» Provided information
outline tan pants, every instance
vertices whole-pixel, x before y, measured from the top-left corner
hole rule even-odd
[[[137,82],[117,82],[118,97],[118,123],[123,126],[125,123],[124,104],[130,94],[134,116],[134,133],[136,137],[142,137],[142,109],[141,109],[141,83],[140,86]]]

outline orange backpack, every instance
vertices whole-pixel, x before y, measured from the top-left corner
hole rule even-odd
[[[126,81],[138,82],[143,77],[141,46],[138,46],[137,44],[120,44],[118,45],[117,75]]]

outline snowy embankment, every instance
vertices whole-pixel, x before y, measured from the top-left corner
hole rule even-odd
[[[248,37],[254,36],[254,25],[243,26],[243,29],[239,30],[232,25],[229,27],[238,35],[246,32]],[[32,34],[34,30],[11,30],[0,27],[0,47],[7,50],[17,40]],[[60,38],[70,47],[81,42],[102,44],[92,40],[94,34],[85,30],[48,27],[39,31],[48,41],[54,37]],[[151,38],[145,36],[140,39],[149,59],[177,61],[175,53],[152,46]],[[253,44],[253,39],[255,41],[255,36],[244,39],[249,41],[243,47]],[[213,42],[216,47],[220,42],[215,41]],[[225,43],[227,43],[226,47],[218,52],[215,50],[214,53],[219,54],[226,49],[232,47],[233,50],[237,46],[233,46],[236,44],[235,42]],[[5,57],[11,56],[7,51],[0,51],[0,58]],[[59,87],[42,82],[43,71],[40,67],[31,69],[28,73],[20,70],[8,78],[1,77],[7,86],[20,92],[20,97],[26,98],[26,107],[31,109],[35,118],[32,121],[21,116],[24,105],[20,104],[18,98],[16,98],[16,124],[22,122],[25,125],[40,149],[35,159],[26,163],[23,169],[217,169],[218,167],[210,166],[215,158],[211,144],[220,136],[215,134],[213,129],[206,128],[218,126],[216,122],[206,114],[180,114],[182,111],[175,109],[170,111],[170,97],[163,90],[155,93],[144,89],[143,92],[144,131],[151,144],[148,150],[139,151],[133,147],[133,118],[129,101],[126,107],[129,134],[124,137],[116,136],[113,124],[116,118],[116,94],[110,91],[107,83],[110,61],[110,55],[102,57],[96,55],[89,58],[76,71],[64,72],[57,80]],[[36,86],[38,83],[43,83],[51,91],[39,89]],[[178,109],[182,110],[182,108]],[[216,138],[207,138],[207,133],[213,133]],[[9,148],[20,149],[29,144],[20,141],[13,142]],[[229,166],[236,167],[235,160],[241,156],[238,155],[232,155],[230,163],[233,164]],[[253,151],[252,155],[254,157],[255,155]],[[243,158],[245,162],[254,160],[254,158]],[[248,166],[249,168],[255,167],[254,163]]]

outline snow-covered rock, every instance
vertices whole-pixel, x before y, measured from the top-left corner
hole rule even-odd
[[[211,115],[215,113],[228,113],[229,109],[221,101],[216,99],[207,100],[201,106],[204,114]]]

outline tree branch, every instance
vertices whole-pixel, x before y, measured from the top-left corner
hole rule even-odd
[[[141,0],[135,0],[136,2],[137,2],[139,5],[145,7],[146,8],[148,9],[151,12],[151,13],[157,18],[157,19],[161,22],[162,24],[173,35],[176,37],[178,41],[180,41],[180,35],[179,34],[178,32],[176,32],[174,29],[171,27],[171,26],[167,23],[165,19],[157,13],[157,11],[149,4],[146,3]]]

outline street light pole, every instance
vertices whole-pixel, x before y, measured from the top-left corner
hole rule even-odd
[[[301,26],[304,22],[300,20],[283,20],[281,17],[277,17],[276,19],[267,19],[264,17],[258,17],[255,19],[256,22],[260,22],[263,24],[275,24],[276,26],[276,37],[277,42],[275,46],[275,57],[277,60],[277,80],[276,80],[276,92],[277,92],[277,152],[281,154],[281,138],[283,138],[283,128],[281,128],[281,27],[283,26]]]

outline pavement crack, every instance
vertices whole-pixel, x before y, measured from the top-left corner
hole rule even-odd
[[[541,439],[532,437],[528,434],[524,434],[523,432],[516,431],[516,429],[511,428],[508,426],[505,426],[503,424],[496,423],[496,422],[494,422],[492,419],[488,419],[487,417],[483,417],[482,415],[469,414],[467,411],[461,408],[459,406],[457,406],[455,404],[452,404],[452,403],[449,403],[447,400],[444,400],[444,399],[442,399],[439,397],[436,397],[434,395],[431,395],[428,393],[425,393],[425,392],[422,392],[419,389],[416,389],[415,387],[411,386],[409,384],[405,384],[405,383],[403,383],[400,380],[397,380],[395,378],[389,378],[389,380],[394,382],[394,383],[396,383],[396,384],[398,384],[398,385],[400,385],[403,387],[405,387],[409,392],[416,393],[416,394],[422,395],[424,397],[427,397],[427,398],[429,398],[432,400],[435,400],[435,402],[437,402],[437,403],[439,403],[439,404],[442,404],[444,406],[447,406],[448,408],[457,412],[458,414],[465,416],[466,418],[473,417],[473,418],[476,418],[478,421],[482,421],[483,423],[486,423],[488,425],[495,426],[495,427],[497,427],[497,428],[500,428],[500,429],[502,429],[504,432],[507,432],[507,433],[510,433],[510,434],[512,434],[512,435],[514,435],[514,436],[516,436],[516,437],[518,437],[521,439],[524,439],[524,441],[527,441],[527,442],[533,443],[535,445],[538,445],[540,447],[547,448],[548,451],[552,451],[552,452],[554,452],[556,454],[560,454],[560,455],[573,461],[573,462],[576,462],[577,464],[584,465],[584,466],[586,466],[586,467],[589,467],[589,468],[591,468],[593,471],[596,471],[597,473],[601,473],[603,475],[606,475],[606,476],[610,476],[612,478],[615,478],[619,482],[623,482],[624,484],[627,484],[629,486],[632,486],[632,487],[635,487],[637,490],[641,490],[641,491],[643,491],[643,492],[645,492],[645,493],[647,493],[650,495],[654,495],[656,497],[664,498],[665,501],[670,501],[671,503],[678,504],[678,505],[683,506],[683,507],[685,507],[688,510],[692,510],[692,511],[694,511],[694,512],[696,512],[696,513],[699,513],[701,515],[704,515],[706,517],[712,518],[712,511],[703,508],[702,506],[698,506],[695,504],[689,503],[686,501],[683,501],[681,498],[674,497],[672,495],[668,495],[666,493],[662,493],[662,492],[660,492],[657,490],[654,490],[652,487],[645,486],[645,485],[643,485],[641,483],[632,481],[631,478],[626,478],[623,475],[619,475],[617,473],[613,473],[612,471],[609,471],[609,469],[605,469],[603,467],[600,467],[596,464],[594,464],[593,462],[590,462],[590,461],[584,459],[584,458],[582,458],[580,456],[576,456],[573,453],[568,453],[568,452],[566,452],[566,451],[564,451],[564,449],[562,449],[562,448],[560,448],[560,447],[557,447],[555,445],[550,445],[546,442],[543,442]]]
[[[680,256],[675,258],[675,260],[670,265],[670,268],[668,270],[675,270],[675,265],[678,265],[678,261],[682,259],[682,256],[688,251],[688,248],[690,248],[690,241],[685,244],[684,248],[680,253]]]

» Set task
Report every line in the rows above that contains the string "instance". Copy each such line in full, and count only matches with the same capitalization.

» Result of the exercise
outline tan pants, every instance
outline orange backpack, every instance
outline snowy embankment, every instance
outline snow-covered rock, every instance
outline tree branch, every instance
outline street light pole, every instance
outline pavement crack, every instance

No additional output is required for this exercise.